Print each of the records below word for word, omitting the pictures.
__________________________________________________
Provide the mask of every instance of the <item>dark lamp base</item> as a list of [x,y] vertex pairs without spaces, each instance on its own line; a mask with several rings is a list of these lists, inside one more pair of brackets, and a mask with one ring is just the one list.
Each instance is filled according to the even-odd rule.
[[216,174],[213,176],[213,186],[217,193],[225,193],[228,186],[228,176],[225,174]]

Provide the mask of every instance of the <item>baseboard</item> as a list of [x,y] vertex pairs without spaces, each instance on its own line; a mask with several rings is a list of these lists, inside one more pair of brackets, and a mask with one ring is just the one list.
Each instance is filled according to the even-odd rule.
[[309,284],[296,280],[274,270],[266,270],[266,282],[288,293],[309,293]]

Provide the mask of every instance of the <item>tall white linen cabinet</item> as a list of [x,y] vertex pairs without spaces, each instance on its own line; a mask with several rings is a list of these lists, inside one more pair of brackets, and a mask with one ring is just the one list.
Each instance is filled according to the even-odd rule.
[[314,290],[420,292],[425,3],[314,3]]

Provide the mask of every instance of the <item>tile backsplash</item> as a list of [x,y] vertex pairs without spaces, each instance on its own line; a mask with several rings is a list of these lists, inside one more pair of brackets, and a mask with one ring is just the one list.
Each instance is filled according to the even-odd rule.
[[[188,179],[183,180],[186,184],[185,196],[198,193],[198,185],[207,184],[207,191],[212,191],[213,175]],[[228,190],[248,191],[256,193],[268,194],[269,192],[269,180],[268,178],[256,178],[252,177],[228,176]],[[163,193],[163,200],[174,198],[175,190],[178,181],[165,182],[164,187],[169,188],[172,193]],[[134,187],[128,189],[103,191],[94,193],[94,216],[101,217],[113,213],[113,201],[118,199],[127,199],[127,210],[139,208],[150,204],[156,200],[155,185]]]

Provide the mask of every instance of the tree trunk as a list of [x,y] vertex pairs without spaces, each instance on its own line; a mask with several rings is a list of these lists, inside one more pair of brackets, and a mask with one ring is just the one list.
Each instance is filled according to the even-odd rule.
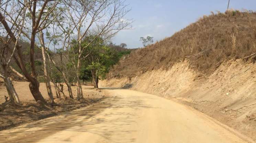
[[73,97],[72,90],[71,88],[71,85],[68,81],[67,81],[66,82],[67,82],[67,83],[65,83],[67,85],[67,86],[68,87],[68,94],[69,94],[69,97],[72,99],[74,99],[74,97]]
[[80,59],[79,58],[77,61],[77,67],[76,69],[76,81],[77,88],[77,100],[79,101],[80,99],[84,98],[83,92],[82,90],[82,86],[80,83],[80,69],[81,68]]
[[[2,22],[5,29],[8,33],[9,33],[10,36],[11,38],[11,40],[15,43],[17,41],[17,39],[15,38],[14,34],[11,31],[11,29],[9,27],[7,23],[6,22],[4,18],[2,15],[0,13],[0,21]],[[38,100],[43,102],[46,103],[46,101],[44,99],[41,93],[39,91],[39,83],[37,80],[36,78],[36,75],[35,72],[35,63],[34,59],[34,49],[35,44],[34,36],[35,33],[33,32],[31,35],[31,42],[30,45],[30,63],[31,66],[32,75],[30,74],[27,72],[26,67],[25,66],[24,61],[23,59],[22,53],[21,49],[21,46],[20,46],[19,44],[17,44],[16,46],[16,49],[17,56],[14,56],[14,58],[15,59],[15,62],[20,68],[22,73],[24,74],[24,76],[27,80],[30,82],[29,87],[30,91],[33,96],[35,100],[37,101]],[[18,58],[17,58],[18,57]]]
[[6,90],[7,90],[8,95],[9,95],[11,102],[13,104],[20,104],[20,99],[19,98],[17,92],[15,89],[13,87],[13,85],[11,81],[7,75],[8,73],[7,71],[7,67],[5,65],[5,66],[2,65],[1,60],[0,59],[0,70],[1,72],[3,73],[3,75],[0,74],[0,77],[3,79],[4,85],[5,85]]
[[[99,88],[98,86],[98,78],[96,75],[96,72],[95,72],[93,70],[91,70],[92,77],[92,82],[94,85],[94,88]],[[98,78],[98,79],[97,79]]]
[[[47,54],[48,56],[48,58],[49,58],[49,62],[50,62],[50,68],[52,68],[52,64],[51,63],[51,62],[53,63],[53,65],[54,65],[54,66],[56,67],[56,68],[58,70],[60,73],[61,73],[62,74],[62,76],[63,76],[63,77],[64,78],[64,80],[65,81],[65,83],[66,83],[66,84],[67,85],[67,86],[68,87],[68,93],[69,95],[69,97],[70,97],[71,99],[74,99],[74,98],[73,97],[73,94],[72,94],[72,89],[71,89],[71,86],[70,85],[70,83],[68,82],[68,78],[67,77],[67,76],[66,75],[66,74],[65,74],[65,73],[62,71],[62,70],[60,70],[56,65],[56,64],[54,62],[54,60],[53,60],[52,59],[51,59],[51,57],[50,57],[50,55],[48,54]],[[51,73],[52,73],[52,71],[51,72]]]
[[29,89],[30,90],[30,92],[36,101],[40,100],[44,103],[46,103],[46,101],[39,91],[40,85],[39,83],[37,80],[34,78],[33,80],[29,83]]
[[44,36],[43,32],[41,31],[40,32],[40,38],[41,44],[42,45],[41,49],[42,50],[42,55],[43,55],[43,60],[44,63],[44,81],[47,89],[47,92],[48,93],[49,99],[50,100],[50,103],[51,104],[54,103],[54,100],[53,99],[53,92],[52,91],[52,88],[50,84],[50,79],[49,77],[49,73],[48,70],[46,66],[46,58],[45,53],[45,47],[44,46]]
__________________________________________________
## SOLUTION TO THIS TASK
Provide the mask of every instance of the <item>dark lamp base</item> as a list of [x,y] vertex pairs without spaces, each instance on its own line; a mask with several rings is a list of these lists, inside one more pair of brackets, and a mask with one ring is just the one list.
Each instance is filled according to the even-odd rule.
[[216,174],[213,176],[213,186],[217,193],[225,193],[228,186],[228,176],[225,174]]

Provide the mask of every instance of the <item>baseboard</item> as a list of [x,y] vertex pairs without spaces, each instance on its own line; a mask with several rings is a list of these lists, inside one more pair of brackets, and a mask with one ring is just the one list.
Each instance is filled according to the even-odd rule.
[[309,284],[296,280],[274,270],[266,270],[266,282],[288,293],[309,293]]

Provide the mask of every instance of the <item>tall white linen cabinet</item> as a list of [x,y] vertex pairs without spaces, each instance on its own line; a mask with several rings is a list of these lists, inside one more pair of brackets, and a mask with one ring is just the one list.
Each instance is filled according to the even-odd rule.
[[314,290],[420,292],[425,3],[314,3]]

Provide the mask of every instance of the <item>tile backsplash</item> as a list of [x,y] vertex pairs without spaces, each instance on its own line; a mask with several rings is a list of these lists, inside one more pair of brackets, and a mask with one ring is just the one list.
Each instance is filled according to the even-odd rule.
[[[188,179],[183,180],[186,184],[185,196],[198,193],[198,185],[207,184],[207,191],[212,191],[213,175]],[[228,190],[248,191],[256,193],[268,194],[269,192],[269,180],[268,178],[256,178],[252,177],[228,176]],[[163,193],[163,200],[174,198],[175,190],[178,181],[165,182],[164,187],[169,188],[172,193]],[[134,187],[128,189],[103,191],[94,193],[94,216],[101,217],[113,213],[113,201],[118,199],[127,199],[127,210],[139,208],[150,204],[156,200],[155,185]]]

Provide the mask of every instance of the tree trunk as a list of [x,y] vertex pairs without spaces, each instance on its own line; a mask with several rings is a list of these lists, inside one more pair of brackets, and a mask with one ring is just the one list.
Each instance is filled according to the even-odd rule.
[[73,97],[72,90],[71,88],[71,85],[68,81],[67,81],[66,82],[67,82],[67,83],[65,83],[67,85],[67,86],[68,87],[68,94],[69,94],[69,97],[72,99],[74,99],[74,97]]
[[80,59],[79,58],[77,61],[77,67],[76,69],[76,81],[77,88],[77,100],[79,101],[80,99],[84,98],[83,92],[82,90],[82,86],[80,83],[80,69],[81,68]]
[[[2,22],[5,29],[8,33],[9,33],[10,36],[11,38],[11,40],[15,43],[17,41],[17,39],[15,38],[14,34],[11,31],[11,29],[9,27],[7,23],[6,22],[4,18],[2,15],[0,13],[0,21]],[[38,100],[43,102],[46,103],[46,101],[44,99],[41,93],[39,91],[39,83],[37,80],[36,78],[36,75],[35,72],[35,63],[34,59],[34,49],[35,44],[34,36],[35,33],[33,32],[31,35],[31,42],[30,45],[30,63],[31,66],[32,75],[30,74],[27,72],[26,67],[25,66],[24,61],[23,59],[22,53],[21,49],[21,46],[20,46],[19,44],[17,44],[16,46],[16,49],[17,56],[14,56],[14,58],[15,59],[15,62],[20,68],[22,73],[24,74],[24,76],[27,80],[30,82],[29,87],[30,91],[33,96],[35,100],[37,101]],[[18,58],[17,58],[18,57]]]
[[6,90],[7,90],[8,95],[9,95],[11,102],[13,104],[20,104],[20,99],[19,98],[17,92],[15,89],[13,87],[13,85],[11,81],[7,75],[8,73],[7,71],[7,67],[5,65],[5,66],[2,65],[1,60],[0,59],[0,70],[1,72],[3,73],[3,75],[0,74],[0,77],[3,79],[4,85],[5,85]]
[[[99,88],[98,86],[98,78],[96,75],[96,72],[95,72],[93,70],[91,70],[92,77],[92,82],[94,85],[94,88]],[[98,78],[98,79],[97,79]]]
[[[47,54],[48,56],[48,58],[49,58],[49,62],[50,62],[50,68],[52,68],[52,64],[51,63],[51,62],[53,63],[53,65],[54,65],[54,66],[56,67],[56,68],[58,70],[60,73],[61,73],[62,74],[62,76],[63,76],[63,77],[64,78],[64,80],[65,81],[65,83],[66,83],[66,84],[67,85],[67,86],[68,87],[68,93],[69,95],[69,97],[70,97],[71,99],[74,99],[74,98],[73,97],[73,94],[72,94],[72,89],[71,89],[71,86],[70,85],[70,83],[68,82],[68,78],[67,77],[67,76],[66,75],[66,74],[65,74],[65,73],[62,71],[62,70],[60,70],[56,65],[56,64],[54,62],[54,60],[53,60],[52,59],[51,59],[51,57],[50,57],[50,55],[48,54]],[[51,73],[52,73],[52,71],[51,72]]]
[[29,89],[30,90],[30,92],[36,101],[40,100],[44,103],[46,103],[46,101],[39,91],[40,85],[39,83],[37,80],[34,78],[33,80],[29,83]]
[[44,36],[43,32],[41,31],[40,32],[40,38],[41,44],[42,45],[41,49],[42,50],[42,55],[43,55],[43,60],[44,63],[44,81],[47,89],[47,92],[48,93],[49,99],[50,100],[50,103],[51,104],[54,103],[54,100],[53,99],[53,92],[52,91],[52,88],[50,84],[50,79],[49,77],[49,73],[48,70],[46,66],[46,58],[45,53],[45,47],[44,46]]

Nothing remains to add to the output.